Court of Appeals of Ohio, First District, Hamilton County
Sep 18, 2009
2009 Ohio 4886 (Ohio Ct. App. 2009)

Opinion

No. C-081208.

Date of Judgment Entry on Appeal: September 18, 2009.

Civil Appeal from Hamilton County Court of Common Pleas, TRIAL NO. A-0601303.

Affirmed.

Katzman Logan Halper Siegel and Steven D. Halper, for Plaintiff-Appellant.

Hardin, Lazarus, Lewis Marks, LLC, Donald A. Hardin, and Kimberly A. Rutowski, for Defendant-Appellee Michele Cameron.

Peter J. Stackpole, Assistant Cincinnati City Solicitor, for Defendant-Appellee City of Cincinnati.


DECISION.


{¶ 1} Plaintiff-appellant, Mohammed Alagha, filed a complaint against defendants-appellees, Michelle Cameron, a Cincinnati police officer, and the city of Cincinnati. The complaint alleged, among other things, malicious prosecution. The trial court granted summary judgment in favor of Officer Cameron and the city. Alagha has filed a timely appeal from that judgment.

{¶ 2} The record contains no evidence at all that Officer Cameron acted maliciously or recklessly or that she engaged in improper behavior of any kind. We think it a travesty that she has been subject to the time and expense of a lawsuit, particularly in her individual capacity, for simply doing her job and, in our view, doing it well. We find no merit in Alagha's assignment of error, and we affirm the trial court's judgment.

I. Facts and Procedure

{¶ 3} The record shows that Officer Cameron was dispatched to 5797 Willowcove Drive on a report of domestic violence. The complainant, Brandi Buell-Alagha, lived there with her parents. She told Officer Cameron that Alagha, her estranged husband, had violated a civil protection order.

{¶ 4} Mrs. Alagha showed Officer Cameron a copy of the order. It required Alagha to stay over 500 feet away from his estranged wife and not to initiate any contact with her "by telephone, fax, e-mail, voice mail, delivery service, writings, or communications by any other means in person or through another person." Mrs. Alagha also told Officer Cameron that she had informed Alagha about the order. Apparently, though, it was never served on him.

{¶ 5} Mrs. Alagha told Officer Cameron that Alagha had left a note on her car at her place of employment and that he had sent her several emails. She showed Officer Cameron copies of the note and the emails, which were related to the activities of the Alagha children.

{¶ 6} Officer Cameron then called the Hamilton County Sheriffs Office Central Warrant Unit to verify that the protection order was valid. After confirming that it was valid, the officer signed a complaint against Alagha for violating a protection order under R.C. 2919.27 based on the information she had obtained from Mrs. Alagha. The officer signed the complaint because Mrs. Alagha could not go to the office of the clerk of courts in downtown Cincinnati.

{¶ 7} After the complaint was filed, Officer Cameron obtained a written victim statement signed by Mrs. Alagha. It stated, "My estranged husband, Mohammed Alagha, left a note on my car on 2/16/05 and also emailed me on 2/16/05. This is in direct violation of my civil protection order. The protection order was granted 2/14/05. I verbally told my husband of the protection order on 2/14/05, when he came to my residence and entered uninvited. On 2/18/05 he emailed me again and called my home 2/22/05."

_SHORT TASK 1_
In the court opinion, why did Officer Cameron sign the complaint against Alagha herself?

_EXTRACTED DATA_
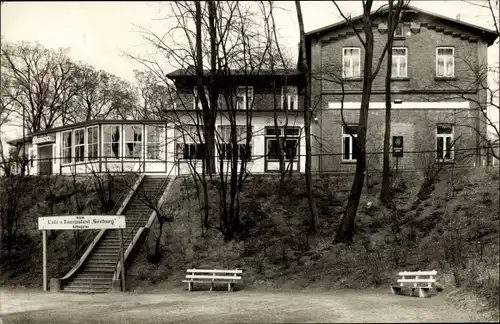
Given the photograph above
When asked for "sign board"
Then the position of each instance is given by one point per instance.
(397, 146)
(77, 222)
(44, 139)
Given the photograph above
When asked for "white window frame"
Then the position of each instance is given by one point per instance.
(120, 141)
(352, 76)
(157, 144)
(187, 134)
(351, 143)
(241, 139)
(402, 30)
(90, 144)
(78, 145)
(397, 59)
(134, 142)
(291, 96)
(244, 90)
(444, 63)
(64, 148)
(444, 136)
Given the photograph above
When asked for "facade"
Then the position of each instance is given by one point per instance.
(433, 116)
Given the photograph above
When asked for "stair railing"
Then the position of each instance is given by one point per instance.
(161, 190)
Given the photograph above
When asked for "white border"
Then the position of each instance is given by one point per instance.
(405, 105)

_SHORT TASK 2_
Rewrite every row in Block 1, changing "Given the photograph above" to "Given the image shown" and leaving all else as it is. Omit the pictures from your answer.

_WORKED ANSWER 1_
Officer Cameron signed the complaint because Mrs. Alagha could not go to the office of the clerk of courts in downtown Cincinnati.

_WORKED ANSWER 2_
Given the image shown
When asked for "sign board"
Then the position of each instance is given by one point per instance.
(397, 146)
(77, 222)
(44, 139)
Given the image shown
When asked for "white window frame"
Then the position of each instance is given by one point per instance.
(120, 141)
(352, 76)
(157, 144)
(187, 134)
(351, 143)
(241, 139)
(402, 30)
(90, 144)
(78, 145)
(397, 59)
(134, 142)
(291, 96)
(244, 90)
(444, 63)
(64, 148)
(444, 136)
Given the image shown
When asked for "facade"
Then the position of each instance is given by one point per instance.
(433, 116)
Given the image shown
When asked for "stair railing"
Then the position of each instance is given by one point per instance.
(161, 190)
Given the image shown
When asked for "white border"
Then the position of each instance is given by one point per instance.
(405, 105)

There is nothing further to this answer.